To do: Tell how many lines in these records contain the string "blue", with only the number as the reply.

==============================

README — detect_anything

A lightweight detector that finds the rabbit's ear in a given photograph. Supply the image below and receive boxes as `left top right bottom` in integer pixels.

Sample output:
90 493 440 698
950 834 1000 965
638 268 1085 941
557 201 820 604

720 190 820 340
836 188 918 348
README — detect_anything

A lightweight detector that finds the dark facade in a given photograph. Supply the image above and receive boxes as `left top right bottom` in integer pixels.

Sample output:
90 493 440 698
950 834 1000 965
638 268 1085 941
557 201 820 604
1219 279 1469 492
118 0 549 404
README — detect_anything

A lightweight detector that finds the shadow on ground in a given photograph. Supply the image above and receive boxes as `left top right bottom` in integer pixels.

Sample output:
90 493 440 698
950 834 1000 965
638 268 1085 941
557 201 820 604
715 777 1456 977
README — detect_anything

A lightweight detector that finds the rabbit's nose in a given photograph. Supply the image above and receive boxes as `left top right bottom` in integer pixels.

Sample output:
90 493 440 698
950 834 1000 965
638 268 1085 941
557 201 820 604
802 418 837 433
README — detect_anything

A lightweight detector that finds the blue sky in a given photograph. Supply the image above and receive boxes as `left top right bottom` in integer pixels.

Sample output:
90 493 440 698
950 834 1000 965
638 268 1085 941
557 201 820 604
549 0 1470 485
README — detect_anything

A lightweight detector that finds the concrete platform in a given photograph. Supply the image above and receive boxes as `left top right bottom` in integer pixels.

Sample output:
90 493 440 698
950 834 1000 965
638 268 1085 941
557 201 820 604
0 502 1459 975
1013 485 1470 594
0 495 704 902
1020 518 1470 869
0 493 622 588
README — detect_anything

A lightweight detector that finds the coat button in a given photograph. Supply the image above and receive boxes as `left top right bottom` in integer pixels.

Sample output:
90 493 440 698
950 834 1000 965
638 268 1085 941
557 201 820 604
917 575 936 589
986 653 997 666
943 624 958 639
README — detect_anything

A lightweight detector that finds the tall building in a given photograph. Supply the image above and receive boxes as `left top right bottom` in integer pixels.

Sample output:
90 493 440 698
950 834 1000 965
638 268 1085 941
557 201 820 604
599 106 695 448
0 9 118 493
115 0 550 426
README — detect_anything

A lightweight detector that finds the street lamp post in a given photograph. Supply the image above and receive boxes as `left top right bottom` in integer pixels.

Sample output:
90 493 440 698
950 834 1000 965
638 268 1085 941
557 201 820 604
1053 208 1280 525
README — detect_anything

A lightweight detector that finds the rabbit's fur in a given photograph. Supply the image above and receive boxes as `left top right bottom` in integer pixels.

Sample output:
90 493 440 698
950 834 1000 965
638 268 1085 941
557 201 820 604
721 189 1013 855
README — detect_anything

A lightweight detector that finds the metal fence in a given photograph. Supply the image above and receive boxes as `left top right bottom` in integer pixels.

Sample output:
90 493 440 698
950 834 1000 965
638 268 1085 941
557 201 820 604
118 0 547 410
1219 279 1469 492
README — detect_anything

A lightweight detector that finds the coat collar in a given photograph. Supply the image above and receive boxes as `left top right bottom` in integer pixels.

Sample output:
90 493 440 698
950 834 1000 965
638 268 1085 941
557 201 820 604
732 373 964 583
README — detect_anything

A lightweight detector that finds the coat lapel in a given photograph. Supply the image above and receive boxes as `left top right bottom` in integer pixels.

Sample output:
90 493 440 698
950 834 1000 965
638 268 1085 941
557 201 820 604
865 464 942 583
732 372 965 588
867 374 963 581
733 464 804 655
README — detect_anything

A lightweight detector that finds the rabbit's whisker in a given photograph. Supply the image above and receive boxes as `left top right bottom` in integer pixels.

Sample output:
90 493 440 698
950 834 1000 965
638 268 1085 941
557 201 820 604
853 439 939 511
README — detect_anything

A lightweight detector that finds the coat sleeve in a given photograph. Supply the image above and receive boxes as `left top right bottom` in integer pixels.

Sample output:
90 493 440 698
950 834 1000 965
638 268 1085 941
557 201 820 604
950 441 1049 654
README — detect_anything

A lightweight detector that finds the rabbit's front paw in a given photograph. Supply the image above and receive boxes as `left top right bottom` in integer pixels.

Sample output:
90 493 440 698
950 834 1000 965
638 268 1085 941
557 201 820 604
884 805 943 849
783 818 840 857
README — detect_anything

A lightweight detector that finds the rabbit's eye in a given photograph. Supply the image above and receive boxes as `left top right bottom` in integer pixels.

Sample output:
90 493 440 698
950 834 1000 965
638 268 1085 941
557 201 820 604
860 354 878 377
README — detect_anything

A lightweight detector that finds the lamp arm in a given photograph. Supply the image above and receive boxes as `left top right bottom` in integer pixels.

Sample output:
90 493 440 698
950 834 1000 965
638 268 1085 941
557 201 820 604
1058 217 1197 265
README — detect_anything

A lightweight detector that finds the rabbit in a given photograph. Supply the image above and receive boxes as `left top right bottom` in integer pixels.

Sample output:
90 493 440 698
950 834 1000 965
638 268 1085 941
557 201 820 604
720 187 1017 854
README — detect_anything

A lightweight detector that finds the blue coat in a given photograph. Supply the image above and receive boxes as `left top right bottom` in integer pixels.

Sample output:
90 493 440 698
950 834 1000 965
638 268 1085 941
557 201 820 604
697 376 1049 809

==============================

Task answer: 2